What you need to do:
Present the following data again exactly as it is shown.

Items from a dataset:
==========
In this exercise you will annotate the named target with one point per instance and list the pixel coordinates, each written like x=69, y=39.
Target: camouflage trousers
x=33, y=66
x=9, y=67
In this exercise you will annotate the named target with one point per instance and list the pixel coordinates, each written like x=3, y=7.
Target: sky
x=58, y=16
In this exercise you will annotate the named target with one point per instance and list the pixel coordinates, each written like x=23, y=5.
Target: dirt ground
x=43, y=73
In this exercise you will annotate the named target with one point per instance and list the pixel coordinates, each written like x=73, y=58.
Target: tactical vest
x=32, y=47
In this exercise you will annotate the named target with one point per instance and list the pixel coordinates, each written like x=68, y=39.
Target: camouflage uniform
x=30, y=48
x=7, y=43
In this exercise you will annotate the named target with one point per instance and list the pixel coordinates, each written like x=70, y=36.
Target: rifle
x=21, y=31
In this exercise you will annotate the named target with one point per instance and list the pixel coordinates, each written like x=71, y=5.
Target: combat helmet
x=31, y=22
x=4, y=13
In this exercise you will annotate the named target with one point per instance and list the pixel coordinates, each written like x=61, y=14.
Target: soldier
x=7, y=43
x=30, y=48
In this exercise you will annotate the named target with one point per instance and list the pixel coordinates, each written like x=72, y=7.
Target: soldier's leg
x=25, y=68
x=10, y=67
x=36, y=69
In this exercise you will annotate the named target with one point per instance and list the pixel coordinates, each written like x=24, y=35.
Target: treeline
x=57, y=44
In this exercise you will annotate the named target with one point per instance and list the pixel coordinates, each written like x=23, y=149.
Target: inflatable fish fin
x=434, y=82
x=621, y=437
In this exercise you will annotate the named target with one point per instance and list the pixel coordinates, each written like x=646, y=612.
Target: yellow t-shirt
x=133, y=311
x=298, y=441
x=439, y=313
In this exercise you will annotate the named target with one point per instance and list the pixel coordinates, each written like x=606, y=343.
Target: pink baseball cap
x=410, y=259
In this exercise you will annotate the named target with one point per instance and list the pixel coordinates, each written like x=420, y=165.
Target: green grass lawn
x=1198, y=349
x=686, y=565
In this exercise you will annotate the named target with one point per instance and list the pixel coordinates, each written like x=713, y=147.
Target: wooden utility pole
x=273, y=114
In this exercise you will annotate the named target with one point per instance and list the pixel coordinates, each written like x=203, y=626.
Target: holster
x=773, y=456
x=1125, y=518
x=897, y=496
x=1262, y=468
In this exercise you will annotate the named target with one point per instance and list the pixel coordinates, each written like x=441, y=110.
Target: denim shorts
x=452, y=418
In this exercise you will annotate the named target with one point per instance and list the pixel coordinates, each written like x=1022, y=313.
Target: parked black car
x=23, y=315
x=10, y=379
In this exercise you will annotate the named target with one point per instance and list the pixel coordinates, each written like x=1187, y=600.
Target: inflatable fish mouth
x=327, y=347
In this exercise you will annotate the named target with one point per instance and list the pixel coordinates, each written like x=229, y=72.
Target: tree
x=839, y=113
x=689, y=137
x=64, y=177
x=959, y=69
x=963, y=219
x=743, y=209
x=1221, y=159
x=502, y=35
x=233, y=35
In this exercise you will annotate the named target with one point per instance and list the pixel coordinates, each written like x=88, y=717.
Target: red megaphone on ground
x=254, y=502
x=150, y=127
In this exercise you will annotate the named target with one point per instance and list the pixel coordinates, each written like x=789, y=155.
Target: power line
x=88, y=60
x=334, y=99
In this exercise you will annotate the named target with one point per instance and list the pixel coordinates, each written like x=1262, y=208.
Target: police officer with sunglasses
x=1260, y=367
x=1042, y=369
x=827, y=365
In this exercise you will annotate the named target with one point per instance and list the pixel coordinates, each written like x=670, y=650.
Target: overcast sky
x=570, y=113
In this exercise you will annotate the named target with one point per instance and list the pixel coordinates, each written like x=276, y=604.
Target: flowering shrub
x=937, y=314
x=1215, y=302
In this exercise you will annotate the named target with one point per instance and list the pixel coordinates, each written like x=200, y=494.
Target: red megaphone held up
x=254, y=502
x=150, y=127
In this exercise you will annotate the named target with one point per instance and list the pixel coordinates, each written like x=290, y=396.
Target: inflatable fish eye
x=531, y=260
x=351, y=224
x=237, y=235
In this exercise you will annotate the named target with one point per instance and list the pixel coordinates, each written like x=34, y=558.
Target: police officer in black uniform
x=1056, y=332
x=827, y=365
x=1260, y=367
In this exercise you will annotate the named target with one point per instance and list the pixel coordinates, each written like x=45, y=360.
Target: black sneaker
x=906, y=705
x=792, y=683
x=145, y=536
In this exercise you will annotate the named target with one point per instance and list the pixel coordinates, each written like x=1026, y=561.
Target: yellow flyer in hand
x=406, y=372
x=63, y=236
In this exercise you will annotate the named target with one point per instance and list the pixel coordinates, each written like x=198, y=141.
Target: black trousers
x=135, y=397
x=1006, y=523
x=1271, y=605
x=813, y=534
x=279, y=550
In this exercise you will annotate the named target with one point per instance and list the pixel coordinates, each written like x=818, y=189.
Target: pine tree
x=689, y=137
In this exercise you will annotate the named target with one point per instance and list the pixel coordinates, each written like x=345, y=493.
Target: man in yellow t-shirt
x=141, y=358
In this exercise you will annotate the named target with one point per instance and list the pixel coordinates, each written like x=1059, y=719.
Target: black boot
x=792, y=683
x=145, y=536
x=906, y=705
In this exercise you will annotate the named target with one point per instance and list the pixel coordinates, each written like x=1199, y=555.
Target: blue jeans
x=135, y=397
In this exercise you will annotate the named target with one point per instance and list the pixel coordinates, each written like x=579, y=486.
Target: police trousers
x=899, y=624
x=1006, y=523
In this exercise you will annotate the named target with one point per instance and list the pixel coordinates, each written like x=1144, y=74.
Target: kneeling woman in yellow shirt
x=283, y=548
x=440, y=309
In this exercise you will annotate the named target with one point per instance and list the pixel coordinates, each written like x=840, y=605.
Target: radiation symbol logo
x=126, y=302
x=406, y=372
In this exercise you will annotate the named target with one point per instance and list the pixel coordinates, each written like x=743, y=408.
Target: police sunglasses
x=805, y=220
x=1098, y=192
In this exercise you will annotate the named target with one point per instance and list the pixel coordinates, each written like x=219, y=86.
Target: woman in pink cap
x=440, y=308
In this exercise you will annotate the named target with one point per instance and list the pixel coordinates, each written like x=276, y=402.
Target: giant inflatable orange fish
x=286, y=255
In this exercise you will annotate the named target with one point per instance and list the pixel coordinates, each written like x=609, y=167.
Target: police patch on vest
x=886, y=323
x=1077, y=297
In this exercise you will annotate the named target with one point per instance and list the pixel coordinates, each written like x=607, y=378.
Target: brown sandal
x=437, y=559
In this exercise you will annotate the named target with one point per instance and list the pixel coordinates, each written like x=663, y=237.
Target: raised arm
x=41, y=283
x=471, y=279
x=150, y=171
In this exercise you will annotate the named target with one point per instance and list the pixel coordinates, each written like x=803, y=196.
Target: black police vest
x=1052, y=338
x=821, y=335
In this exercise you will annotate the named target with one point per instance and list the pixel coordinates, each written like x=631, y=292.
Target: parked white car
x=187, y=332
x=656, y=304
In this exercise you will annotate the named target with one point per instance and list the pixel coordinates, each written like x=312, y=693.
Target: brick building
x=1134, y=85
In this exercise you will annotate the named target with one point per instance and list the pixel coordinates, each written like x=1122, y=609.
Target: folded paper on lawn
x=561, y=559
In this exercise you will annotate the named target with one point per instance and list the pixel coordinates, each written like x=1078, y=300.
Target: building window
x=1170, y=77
==========
Answer for this exercise:
In this exercise you will annotate the named target with one point per instance and list the pixel coordinates, each written like x=69, y=39.
Target: camouflage trousers
x=33, y=66
x=9, y=67
In this exercise you will annotate the named target with one point per instance and list the pixel coordinates, each written like x=3, y=7.
Target: sky
x=58, y=16
In this exercise you will annotate the named target with one point per instance and list the pixel coordinates, each written like x=23, y=5.
Target: dirt ground
x=43, y=73
In this exercise you will annotate the named target with one point per instance and list the pixel coordinates, each written like x=73, y=58.
Target: tactical vest
x=32, y=47
In this exercise you will annotate the named target with one point per instance and list the pixel coordinates, each written like x=68, y=39.
Target: camouflage uniform
x=30, y=48
x=7, y=43
In this exercise you will annotate the named target with one point per instance and list the pixel coordinates, each written like x=70, y=36.
Target: rifle
x=21, y=31
In this exercise you will annotate the named target with one point per instance and list the pixel coordinates, each written like x=71, y=5.
Target: combat helmet
x=31, y=22
x=4, y=13
In this exercise you will annotate the named target with one point per instance and list the pixel coordinates, each written like x=61, y=14.
Target: soldier
x=7, y=43
x=30, y=48
In this exercise you will annotate the named target with one point per instance and list the pixel coordinates, each written like x=72, y=7.
Target: soldier's leg
x=25, y=68
x=10, y=67
x=36, y=69
In this exercise you will annotate the named target with one point per instance and list the pixel coordinates, each written like x=24, y=35.
Target: treeline
x=57, y=44
In this exercise you will annotate the named target with one point per instance and list the pixel coordinates, each written like x=23, y=149.
Target: inflatable fish fin
x=434, y=82
x=621, y=437
In this exercise you will annotate the named target with one point per instance and list the pixel coordinates, each written like x=646, y=612.
Target: yellow t-shirt
x=133, y=311
x=298, y=441
x=439, y=313
In this exercise you will annotate the named target with one point per instance and list the pixel coordinates, each written like x=606, y=343.
Target: pink baseball cap
x=410, y=259
In this exercise you will annotate the named target with one point per instance and list the pixel coordinates, each written like x=420, y=165.
Target: green grass lawn
x=1198, y=349
x=686, y=565
In this exercise you will annotate the named target with one point per instance and list the pixel coordinates, each written like x=713, y=147.
Target: wooden utility pole
x=273, y=114
In this exercise you will annotate the named target with one point per instance and list the pixel coordinates, each written like x=203, y=626.
Target: holster
x=773, y=456
x=1125, y=518
x=897, y=496
x=1262, y=468
In this exercise you will annotate the named target with one point per instance and list the pixel coordinates, each written like x=441, y=110.
Target: denim shorts
x=452, y=418
In this exercise you will annotate the named target with one point per instance and list the pixel coordinates, each written like x=1022, y=313.
Target: parked black car
x=23, y=315
x=10, y=379
In this exercise you will annotate the named target with one point per instance and list the pixel coordinates, each written like x=1187, y=600.
Target: inflatable fish mouth
x=327, y=347
In this exercise you will annotate the named target with one point per instance and list the pixel coordinates, each written like x=229, y=72.
Target: tree
x=839, y=113
x=689, y=137
x=64, y=177
x=959, y=69
x=963, y=219
x=743, y=209
x=1221, y=159
x=502, y=35
x=233, y=35
In this exercise you will annotate the named target with one point per instance and list the pixel coordinates, each written like x=88, y=717.
Target: red megaphone on ground
x=254, y=502
x=150, y=127
In this exercise you will annotate the named target with one point per instance and list the pixel coordinates, each written like x=789, y=155.
Target: power line
x=88, y=60
x=334, y=99
In this exercise you will annotate the named target with one point per instance and list the pixel coordinates, each written like x=1262, y=208.
Target: police officer with sunglasses
x=1260, y=367
x=1042, y=369
x=827, y=365
In this exercise you will annotate the named target with one point per instance and list the pixel coordinates, each written like x=670, y=650.
Target: overcast sky
x=570, y=113
In this exercise you will annotate the named target with one point per instance and list the pixel coordinates, each written like x=276, y=604.
Target: flowering shrub
x=937, y=314
x=1215, y=302
In this exercise you will annotate the named target with one point per instance and list the pixel coordinates, each written like x=200, y=494.
Target: red megaphone held up
x=254, y=502
x=150, y=127
In this exercise you will annotate the named target with one point per instance and list the pixel coordinates, each written like x=290, y=396.
Target: inflatable fish eye
x=531, y=260
x=351, y=224
x=237, y=235
In this exercise you will annotate the named target with one point per instance and list the pixel coordinates, each written like x=34, y=558.
Target: police officer in black uniform
x=1056, y=332
x=827, y=365
x=1260, y=367
In this exercise you will annotate the named target with one point per instance and list the pixel coordinates, each written like x=45, y=360.
Target: black sneaker
x=906, y=705
x=792, y=683
x=145, y=536
In this exercise you will annotate the named target with one point per instance and list the pixel coordinates, each written like x=1026, y=561.
Target: yellow flyer in hand
x=406, y=372
x=63, y=236
In this exercise you will annotate the named target with one point per instance and list the pixel coordinates, each written like x=198, y=141.
Target: black trousers
x=135, y=397
x=1006, y=523
x=1271, y=605
x=813, y=534
x=279, y=550
In this exercise you will annotate the named target with one point per instance and list the pixel coordinates, each written like x=818, y=189.
Target: pine tree
x=689, y=137
In this exercise you will annotate the named target with one point per instance and list the pixel coordinates, each written like x=345, y=493.
Target: man in yellow t-shirt
x=141, y=358
In this exercise you will annotate the named target with one point per instance and list the pixel coordinates, each written like x=1059, y=719.
Target: black boot
x=792, y=683
x=145, y=536
x=906, y=705
In this exercise you will annotate the named target with one point per instance and list the pixel coordinates, each written like x=1199, y=555.
Target: blue jeans
x=135, y=397
In this exercise you will annotate the named target with one point per instance and list the pixel coordinates, each written like x=579, y=486.
Target: police trousers
x=899, y=624
x=1006, y=523
In this exercise you will annotate the named target with one point per instance and list the pixel coordinates, each written like x=1144, y=74.
Target: kneeling woman in yellow shirt
x=283, y=548
x=440, y=309
In this exercise you will annotate the named target with one point per instance and list the pixel coordinates, each written like x=840, y=605.
Target: radiation symbol logo
x=126, y=302
x=406, y=372
In this exercise you will annotate the named target with one point per instance and list the pixel coordinates, each written like x=743, y=408.
Target: police sunglasses
x=805, y=220
x=1098, y=192
In this exercise you will annotate the named target with one point per instance and list the pixel coordinates, each written like x=219, y=86.
Target: woman in pink cap
x=440, y=308
In this exercise you will annotate the named target with one point per instance and list the pixel coordinates, each written like x=276, y=402.
Target: giant inflatable orange fish
x=286, y=255
In this exercise you will annotate the named target with one point per instance and list the pixel coordinates, each written like x=609, y=167.
Target: police patch on vest
x=886, y=323
x=1077, y=297
In this exercise you will annotate the named target with one point per instance and list the pixel coordinates, each written like x=607, y=378.
Target: brown sandal
x=437, y=559
In this exercise you will annotate the named target with one point per instance and list the pixel coordinates, each written like x=663, y=237.
Target: raised arm
x=41, y=283
x=471, y=279
x=150, y=171
In this exercise you will annotate the named target with one point per instance and list the pixel coordinates, each written like x=803, y=196.
Target: black police vest
x=1052, y=338
x=821, y=335
In this exercise you will annotate the named target with one point per instance and list the pixel coordinates, each written like x=631, y=292.
Target: parked white car
x=187, y=332
x=656, y=304
In this exercise you will annotate the named target with one point per instance and list the pixel coordinates, each written like x=312, y=693.
Target: brick building
x=1134, y=85
In this exercise you will annotate the named target with one point per instance and list the pixel coordinates, each written like x=1122, y=609.
Target: folded paper on lawn
x=561, y=559
In this exercise you will annotate the named target with one point per instance and list the pixel coordinates, each written like x=1078, y=300.
Target: building window
x=1170, y=77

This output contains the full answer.